**WORK INSTRUCTIONS**
List every line of the entries below as a numbered list, skipping blank lines and leaving out the pictures.
== GIVEN INFORMATION
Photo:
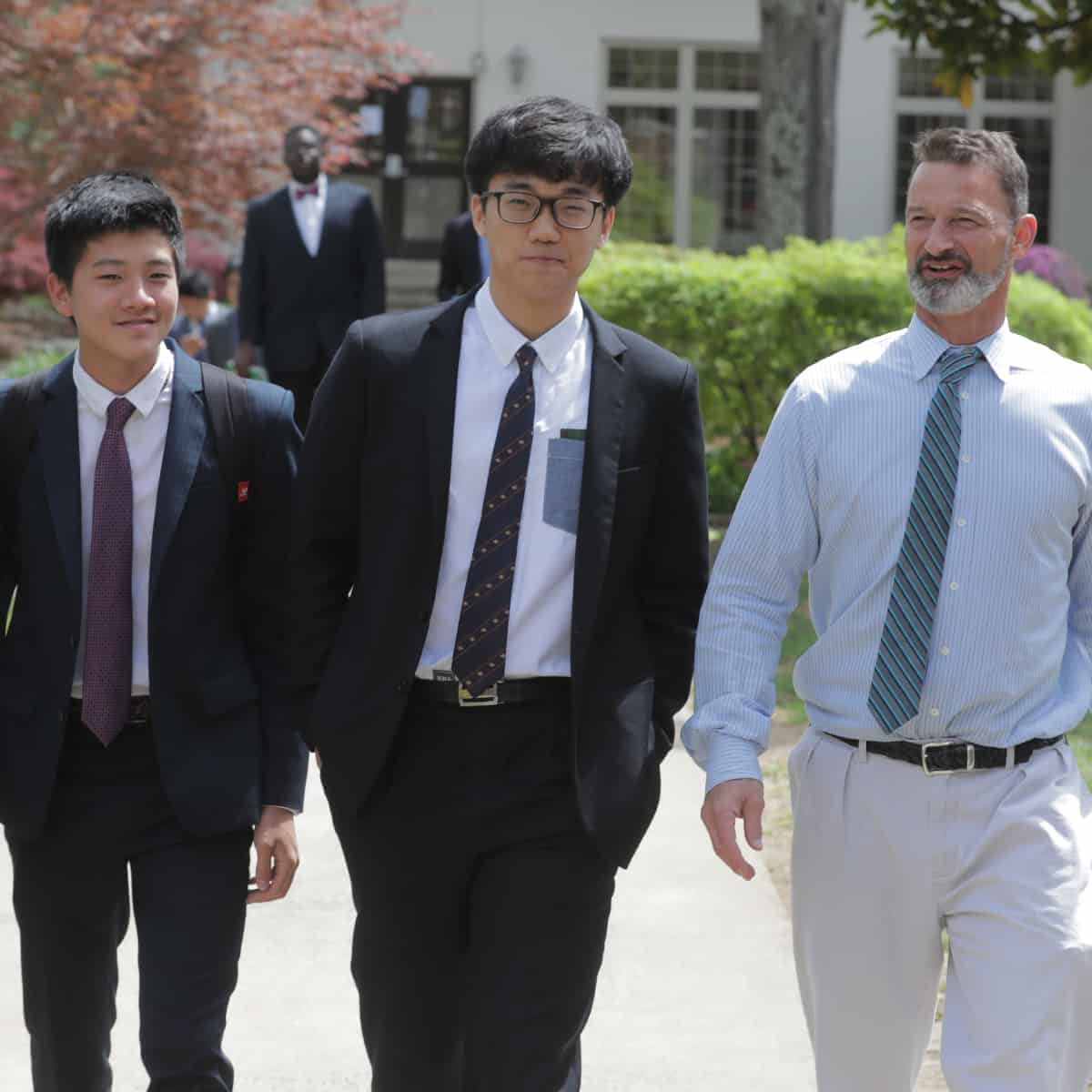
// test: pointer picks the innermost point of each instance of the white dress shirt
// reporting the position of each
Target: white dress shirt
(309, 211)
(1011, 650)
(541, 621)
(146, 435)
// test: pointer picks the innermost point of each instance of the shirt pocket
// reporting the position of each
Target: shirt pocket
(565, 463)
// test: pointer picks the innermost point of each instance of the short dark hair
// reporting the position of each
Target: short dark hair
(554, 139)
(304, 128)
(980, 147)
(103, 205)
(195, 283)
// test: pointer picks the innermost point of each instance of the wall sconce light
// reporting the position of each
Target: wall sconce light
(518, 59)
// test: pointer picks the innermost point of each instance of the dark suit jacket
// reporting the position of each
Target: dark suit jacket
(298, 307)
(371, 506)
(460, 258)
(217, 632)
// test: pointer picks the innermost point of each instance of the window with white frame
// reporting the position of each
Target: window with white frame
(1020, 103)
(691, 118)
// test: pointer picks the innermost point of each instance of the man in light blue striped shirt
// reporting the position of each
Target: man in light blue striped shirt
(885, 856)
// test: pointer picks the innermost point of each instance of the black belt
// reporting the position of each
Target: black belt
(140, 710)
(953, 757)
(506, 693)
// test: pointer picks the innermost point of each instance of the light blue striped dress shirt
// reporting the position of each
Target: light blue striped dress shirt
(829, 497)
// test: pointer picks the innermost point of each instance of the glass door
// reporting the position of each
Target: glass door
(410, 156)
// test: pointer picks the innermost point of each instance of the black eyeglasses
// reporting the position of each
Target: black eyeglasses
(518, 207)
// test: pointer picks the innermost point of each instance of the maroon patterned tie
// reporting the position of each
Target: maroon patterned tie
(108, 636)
====
**TASK RESPONSE**
1. Photo:
2. // test: pointer picks the innermost point of each instance of the white dress shirt
3. // reporting the position of each
4. Target: white dress shirt
5. (309, 211)
6. (1011, 650)
7. (541, 621)
8. (146, 435)
9. // test: pointer picks the innermost point of each instance of the shirt pocket
10. // reporting the position of each
11. Target: shirt pocket
12. (565, 463)
13. // test: pointer picks the innermost point of each instance of the short dark hair
14. // reporting the position of each
15. Target: short dark hair
16. (554, 139)
17. (304, 128)
18. (980, 147)
19. (103, 205)
20. (195, 283)
21. // test: pointer picks the innermost point of each instance of the wall sconce light
22. // reporting the position of each
23. Target: wall sconce light
24. (518, 59)
25. // test: pointer picks the innermost point of each instance of the dark suit jacket
26. // reporting the position of each
27. Target: dark suit jacket
28. (298, 307)
29. (371, 506)
30. (460, 258)
31. (217, 632)
32. // test: pointer picks the innermost point of each instance of the window with white frame
33. // reporting the position of each
34. Target: window with white frame
35. (1020, 103)
36. (691, 118)
37. // test: pointer picks the innermost point of each instance of the man in light blue striped shirt
38. // reporting the position of each
39. Target: man in light blue striped shirt
40. (885, 856)
41. // test: pointer picks the innermost point of each instance of the black belt
42. // reporting the position of each
43. Target: black belt
44. (140, 710)
45. (953, 757)
46. (506, 693)
47. // test: pointer picks the innermost point of each instance of the light blue striped dress shirt
48. // reporting the position of each
49. Target: light blue striped dress shirt
50. (829, 497)
51. // test: pointer picks the innermost point of each instance of the glass door
52. // reporting the position of each
53. Target: glass door
54. (410, 156)
55. // test: pointer picks the innermost point of each instance of the black eyeglasses
56. // reporting the position of each
57. Target: black eyeglasses
58. (518, 207)
59. // test: pointer picks the innermost point of each instance of the maroon patterned tie
60. // reporting the position of each
61. Target: maroon patterned tie
62. (108, 636)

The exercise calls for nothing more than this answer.